> **Task goal**:
No output is needed beyond the number of lines in the listing that contain the word "sunglasses".

> **Exercise materials**:
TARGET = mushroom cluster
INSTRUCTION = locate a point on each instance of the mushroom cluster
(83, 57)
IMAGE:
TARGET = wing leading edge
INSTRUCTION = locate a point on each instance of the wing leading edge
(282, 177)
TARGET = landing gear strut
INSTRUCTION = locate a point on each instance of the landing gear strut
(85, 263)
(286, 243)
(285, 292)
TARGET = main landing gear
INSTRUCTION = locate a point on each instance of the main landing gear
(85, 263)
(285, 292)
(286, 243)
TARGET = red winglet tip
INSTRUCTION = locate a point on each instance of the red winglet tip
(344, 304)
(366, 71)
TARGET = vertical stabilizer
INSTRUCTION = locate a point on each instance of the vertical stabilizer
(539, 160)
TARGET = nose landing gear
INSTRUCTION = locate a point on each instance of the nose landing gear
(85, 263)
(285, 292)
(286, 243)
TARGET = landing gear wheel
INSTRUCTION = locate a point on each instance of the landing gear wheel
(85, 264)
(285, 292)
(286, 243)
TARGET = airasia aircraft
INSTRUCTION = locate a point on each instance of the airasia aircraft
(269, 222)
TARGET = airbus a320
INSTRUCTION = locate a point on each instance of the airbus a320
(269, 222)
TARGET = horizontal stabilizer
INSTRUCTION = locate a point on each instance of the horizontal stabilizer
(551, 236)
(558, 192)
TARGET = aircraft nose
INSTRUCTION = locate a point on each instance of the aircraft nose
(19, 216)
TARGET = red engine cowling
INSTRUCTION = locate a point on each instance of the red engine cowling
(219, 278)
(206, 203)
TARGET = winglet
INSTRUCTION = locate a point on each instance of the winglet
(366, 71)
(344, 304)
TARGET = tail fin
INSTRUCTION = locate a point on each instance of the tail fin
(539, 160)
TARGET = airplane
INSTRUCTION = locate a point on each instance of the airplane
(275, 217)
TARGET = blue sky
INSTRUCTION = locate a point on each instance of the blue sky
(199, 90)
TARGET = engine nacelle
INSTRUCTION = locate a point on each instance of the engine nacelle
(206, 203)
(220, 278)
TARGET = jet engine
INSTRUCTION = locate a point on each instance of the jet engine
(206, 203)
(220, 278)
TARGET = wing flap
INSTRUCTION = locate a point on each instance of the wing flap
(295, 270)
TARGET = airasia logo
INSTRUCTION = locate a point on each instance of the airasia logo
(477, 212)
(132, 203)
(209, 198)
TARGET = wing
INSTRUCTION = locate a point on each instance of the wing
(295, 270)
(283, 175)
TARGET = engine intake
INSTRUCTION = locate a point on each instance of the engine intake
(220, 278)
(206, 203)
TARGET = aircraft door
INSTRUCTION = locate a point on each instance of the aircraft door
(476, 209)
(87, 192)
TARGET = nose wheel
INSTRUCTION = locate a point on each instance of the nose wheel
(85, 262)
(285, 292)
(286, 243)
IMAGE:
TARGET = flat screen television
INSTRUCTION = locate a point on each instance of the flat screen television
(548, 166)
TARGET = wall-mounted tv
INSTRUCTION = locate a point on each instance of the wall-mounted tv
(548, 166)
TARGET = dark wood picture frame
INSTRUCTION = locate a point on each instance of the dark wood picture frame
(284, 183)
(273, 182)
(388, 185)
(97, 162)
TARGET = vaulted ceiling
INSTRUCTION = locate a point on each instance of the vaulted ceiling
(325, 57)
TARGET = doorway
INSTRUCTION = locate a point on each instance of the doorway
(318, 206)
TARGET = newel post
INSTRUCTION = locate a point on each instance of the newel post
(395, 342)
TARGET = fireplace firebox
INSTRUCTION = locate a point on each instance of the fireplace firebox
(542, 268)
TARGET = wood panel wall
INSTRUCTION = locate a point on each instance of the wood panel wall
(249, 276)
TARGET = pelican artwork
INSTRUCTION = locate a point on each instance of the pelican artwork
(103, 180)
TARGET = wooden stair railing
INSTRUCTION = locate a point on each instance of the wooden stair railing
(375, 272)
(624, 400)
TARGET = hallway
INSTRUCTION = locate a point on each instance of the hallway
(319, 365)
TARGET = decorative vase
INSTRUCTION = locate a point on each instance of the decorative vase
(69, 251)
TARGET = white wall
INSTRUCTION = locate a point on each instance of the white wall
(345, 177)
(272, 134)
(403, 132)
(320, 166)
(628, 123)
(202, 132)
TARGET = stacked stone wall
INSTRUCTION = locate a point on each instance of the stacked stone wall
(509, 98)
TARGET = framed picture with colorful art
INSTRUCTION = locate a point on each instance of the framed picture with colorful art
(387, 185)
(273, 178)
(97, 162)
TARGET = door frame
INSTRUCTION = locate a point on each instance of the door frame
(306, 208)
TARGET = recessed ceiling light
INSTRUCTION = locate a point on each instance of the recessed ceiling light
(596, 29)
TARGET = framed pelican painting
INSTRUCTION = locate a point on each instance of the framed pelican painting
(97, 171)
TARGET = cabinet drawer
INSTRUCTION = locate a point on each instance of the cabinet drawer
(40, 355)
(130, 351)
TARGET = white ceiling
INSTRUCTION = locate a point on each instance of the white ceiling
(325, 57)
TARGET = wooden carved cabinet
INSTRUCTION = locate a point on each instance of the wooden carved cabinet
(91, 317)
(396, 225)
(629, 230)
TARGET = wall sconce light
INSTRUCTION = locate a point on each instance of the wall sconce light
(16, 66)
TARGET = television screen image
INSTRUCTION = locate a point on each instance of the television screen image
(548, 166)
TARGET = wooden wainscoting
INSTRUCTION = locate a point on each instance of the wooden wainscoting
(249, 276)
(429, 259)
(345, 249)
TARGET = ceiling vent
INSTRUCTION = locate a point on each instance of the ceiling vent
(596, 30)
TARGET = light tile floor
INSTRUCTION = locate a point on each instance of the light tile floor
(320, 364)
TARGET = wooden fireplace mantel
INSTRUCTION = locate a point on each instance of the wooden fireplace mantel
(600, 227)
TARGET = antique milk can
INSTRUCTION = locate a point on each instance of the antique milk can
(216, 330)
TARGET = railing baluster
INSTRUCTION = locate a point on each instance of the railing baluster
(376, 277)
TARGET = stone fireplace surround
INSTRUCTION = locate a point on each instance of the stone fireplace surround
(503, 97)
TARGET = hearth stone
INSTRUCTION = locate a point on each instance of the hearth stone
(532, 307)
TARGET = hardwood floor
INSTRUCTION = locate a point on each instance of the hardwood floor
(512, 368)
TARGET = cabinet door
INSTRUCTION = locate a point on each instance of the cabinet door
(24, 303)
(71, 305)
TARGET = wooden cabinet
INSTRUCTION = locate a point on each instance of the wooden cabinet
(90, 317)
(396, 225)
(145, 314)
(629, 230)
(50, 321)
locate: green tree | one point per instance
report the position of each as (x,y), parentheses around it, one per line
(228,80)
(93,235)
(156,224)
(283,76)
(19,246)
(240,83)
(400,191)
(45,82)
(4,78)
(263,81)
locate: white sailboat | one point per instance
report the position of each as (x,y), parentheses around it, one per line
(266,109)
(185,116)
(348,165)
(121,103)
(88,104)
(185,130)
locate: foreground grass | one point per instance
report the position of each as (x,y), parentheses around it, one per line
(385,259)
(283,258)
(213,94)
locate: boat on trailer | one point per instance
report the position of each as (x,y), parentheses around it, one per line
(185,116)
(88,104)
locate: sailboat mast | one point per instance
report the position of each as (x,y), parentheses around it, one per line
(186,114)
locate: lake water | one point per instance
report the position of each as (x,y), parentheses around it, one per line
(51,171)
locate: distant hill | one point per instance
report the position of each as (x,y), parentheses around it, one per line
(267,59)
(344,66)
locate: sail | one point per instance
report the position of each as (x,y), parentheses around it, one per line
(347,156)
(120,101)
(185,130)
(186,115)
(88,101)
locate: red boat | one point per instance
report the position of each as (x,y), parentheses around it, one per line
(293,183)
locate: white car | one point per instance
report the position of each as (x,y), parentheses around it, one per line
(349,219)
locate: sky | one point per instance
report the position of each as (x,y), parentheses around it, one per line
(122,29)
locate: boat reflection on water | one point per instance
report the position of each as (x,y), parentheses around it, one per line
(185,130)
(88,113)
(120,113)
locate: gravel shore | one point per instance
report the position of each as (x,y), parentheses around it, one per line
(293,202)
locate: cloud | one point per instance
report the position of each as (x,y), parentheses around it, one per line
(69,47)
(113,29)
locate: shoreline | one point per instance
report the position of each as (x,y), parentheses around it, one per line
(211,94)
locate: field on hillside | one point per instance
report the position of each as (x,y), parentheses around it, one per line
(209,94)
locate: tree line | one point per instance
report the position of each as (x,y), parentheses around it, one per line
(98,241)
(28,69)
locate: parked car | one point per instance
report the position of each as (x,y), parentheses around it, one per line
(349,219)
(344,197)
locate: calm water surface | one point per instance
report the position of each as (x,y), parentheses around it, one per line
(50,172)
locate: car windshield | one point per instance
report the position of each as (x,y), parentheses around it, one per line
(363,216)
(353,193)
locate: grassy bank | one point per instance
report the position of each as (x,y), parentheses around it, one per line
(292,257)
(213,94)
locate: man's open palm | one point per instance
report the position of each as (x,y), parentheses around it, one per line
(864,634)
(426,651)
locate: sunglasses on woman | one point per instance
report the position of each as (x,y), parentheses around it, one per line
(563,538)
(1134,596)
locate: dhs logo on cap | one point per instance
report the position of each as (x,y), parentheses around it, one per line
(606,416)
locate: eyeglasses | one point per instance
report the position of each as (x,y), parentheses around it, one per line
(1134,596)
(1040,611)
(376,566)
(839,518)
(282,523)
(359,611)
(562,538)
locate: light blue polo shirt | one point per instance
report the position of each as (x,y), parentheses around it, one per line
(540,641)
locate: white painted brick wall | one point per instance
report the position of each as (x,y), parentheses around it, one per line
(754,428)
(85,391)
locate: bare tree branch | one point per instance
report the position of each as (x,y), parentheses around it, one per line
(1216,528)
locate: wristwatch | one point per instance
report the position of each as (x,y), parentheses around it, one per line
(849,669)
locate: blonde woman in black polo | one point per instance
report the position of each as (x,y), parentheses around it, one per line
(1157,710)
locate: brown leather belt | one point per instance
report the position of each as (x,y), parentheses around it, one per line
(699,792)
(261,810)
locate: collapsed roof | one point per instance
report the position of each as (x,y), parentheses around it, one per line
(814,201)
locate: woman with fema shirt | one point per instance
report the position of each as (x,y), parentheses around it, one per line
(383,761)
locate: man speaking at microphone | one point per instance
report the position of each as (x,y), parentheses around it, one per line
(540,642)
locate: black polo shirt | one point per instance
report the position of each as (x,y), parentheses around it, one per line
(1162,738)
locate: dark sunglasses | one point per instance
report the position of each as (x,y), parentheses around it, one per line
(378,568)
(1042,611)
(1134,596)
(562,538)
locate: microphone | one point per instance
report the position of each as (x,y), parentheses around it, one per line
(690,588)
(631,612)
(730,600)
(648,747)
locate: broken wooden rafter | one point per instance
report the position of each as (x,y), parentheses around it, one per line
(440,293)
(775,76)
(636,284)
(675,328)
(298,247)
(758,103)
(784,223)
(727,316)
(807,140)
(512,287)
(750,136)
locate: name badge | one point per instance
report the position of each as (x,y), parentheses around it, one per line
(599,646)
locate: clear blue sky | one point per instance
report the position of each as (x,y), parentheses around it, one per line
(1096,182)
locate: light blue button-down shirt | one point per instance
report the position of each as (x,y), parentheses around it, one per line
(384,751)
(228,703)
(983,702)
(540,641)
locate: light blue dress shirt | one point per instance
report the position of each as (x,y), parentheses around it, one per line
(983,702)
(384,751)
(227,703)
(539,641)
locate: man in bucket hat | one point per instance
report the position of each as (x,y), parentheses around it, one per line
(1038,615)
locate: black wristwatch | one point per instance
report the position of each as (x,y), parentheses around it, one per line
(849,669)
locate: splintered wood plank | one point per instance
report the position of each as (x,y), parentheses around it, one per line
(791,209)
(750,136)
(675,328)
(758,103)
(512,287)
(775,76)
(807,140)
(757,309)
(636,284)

> **Response below**:
2